§ **Work order**: Reproduce each line below with no alterations.

*** Dataset content Section Begins ***

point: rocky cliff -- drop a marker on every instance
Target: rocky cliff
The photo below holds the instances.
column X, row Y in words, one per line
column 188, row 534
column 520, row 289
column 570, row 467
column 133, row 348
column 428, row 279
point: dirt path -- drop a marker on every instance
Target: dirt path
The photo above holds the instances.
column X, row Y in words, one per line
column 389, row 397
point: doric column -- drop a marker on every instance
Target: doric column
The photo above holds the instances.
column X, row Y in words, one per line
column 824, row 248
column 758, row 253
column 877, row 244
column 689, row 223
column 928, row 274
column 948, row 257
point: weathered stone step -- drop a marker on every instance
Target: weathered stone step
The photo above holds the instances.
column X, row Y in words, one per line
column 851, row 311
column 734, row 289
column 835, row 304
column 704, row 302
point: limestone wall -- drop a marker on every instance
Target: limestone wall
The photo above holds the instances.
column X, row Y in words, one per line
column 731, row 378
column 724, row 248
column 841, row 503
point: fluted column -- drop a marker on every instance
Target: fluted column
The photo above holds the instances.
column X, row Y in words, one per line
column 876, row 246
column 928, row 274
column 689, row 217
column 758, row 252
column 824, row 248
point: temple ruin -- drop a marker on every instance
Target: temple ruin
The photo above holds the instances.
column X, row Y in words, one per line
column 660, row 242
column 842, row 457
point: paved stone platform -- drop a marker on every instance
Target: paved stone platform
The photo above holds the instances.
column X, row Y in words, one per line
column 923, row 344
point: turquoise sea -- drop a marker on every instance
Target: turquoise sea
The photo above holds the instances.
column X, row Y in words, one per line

*** Dataset content Section Ends ***

§ **Solution for this problem**:
point: rocky cliff -- drop a marker on every instance
Target: rocky cliff
The photo below holds the instances.
column X, row Y in words, one per line
column 188, row 534
column 520, row 289
column 570, row 467
column 133, row 348
column 428, row 279
point: dirt path -- drop a marker on every instance
Target: dirt path
The photo above holds the instances.
column X, row Y in words, one per line
column 389, row 397
point: doric column -- drop a marker on every instance
Target: doric column
The photo above holds the instances.
column X, row Y in words, one per line
column 824, row 248
column 758, row 253
column 877, row 244
column 689, row 223
column 928, row 274
column 948, row 257
point: weathered stone step -- drop a marker on every instance
Target: weathered stone step
The photo above holds the instances.
column X, row Y in words, one per line
column 851, row 311
column 734, row 289
column 835, row 304
column 704, row 302
point: limestone wall -- drop a marker on every instance
Target: limestone wall
The photo above holds the instances.
column X, row Y in words, one per line
column 731, row 378
column 724, row 248
column 841, row 503
point: fluted column -- drop a marker on every instance
Target: fluted column
The photo above holds the instances.
column X, row Y in words, one per line
column 876, row 246
column 928, row 274
column 689, row 217
column 758, row 252
column 824, row 248
point: temple ruin -- drop a marker on every instance
Target: temple ruin
The photo above holds the instances.
column X, row Y in words, one per line
column 660, row 242
column 842, row 457
point: paved stone platform -- drop a marker on every instance
Target: paved stone platform
The photo above holds the instances.
column X, row Y in words, one per line
column 923, row 344
point: turquoise sea -- drop a marker on every instance
Target: turquoise sea
The photo above holds the instances.
column X, row Y in words, one per line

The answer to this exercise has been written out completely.